Filter the entries down to the lines containing "pool", and copy those lines.

(Stored data entries)
┌────────
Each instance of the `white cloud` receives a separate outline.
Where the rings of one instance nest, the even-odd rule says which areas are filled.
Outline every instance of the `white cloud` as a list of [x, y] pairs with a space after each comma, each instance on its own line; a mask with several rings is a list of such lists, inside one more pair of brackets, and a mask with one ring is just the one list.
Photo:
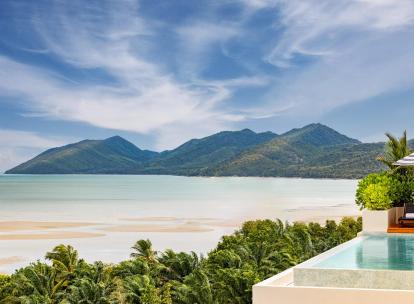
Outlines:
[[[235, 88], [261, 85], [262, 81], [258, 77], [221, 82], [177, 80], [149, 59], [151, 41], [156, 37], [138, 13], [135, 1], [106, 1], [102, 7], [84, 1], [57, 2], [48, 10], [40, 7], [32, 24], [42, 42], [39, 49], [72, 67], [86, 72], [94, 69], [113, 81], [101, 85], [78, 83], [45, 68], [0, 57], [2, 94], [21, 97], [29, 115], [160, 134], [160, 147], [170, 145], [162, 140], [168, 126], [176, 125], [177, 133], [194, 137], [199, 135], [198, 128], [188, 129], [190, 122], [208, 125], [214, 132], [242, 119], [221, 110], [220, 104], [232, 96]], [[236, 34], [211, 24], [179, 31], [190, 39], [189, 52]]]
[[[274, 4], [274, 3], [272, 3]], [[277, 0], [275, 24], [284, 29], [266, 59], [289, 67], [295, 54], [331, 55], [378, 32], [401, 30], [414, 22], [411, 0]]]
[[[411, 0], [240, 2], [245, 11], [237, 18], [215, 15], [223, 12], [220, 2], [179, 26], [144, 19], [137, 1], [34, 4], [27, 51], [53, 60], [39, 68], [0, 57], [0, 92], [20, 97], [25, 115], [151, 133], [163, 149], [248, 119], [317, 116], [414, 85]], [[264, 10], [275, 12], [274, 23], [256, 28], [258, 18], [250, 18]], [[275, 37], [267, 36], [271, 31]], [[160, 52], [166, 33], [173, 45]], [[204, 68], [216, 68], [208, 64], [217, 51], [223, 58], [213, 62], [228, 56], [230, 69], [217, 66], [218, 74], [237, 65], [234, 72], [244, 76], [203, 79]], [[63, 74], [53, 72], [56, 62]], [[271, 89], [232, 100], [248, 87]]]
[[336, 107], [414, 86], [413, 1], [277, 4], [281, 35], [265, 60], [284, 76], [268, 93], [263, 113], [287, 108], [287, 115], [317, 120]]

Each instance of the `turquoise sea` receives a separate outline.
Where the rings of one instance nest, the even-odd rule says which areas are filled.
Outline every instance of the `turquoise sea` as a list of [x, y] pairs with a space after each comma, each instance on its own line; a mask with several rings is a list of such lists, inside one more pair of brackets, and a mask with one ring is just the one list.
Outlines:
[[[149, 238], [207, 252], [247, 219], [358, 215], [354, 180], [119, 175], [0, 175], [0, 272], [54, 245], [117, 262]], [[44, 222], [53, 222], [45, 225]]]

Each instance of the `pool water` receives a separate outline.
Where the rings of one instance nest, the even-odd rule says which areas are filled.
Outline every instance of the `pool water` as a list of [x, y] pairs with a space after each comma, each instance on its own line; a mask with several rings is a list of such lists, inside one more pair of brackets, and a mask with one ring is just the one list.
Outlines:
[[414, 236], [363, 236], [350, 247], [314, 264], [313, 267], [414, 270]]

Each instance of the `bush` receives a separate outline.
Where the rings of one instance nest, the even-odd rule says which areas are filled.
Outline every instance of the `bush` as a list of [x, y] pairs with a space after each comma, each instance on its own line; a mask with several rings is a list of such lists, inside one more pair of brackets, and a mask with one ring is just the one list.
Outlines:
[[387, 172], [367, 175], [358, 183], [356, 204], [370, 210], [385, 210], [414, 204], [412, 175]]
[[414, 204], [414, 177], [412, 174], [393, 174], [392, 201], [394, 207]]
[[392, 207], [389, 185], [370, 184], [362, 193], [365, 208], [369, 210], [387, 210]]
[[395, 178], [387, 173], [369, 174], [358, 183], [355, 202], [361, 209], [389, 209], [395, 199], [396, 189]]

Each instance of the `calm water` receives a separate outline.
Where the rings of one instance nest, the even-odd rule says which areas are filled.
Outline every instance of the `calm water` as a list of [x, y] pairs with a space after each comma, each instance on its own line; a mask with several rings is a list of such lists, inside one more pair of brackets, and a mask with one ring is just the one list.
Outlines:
└────────
TASK OUTPUT:
Each instance of the `pool water` receives a separate outline.
Outline every instance of the `pool water` as a list of [x, y] pairs with a space after each comma, each instance on its own line; a mask with several rings is a list of such lists, inside one more pair of brackets, and a mask with one ring is just the one list.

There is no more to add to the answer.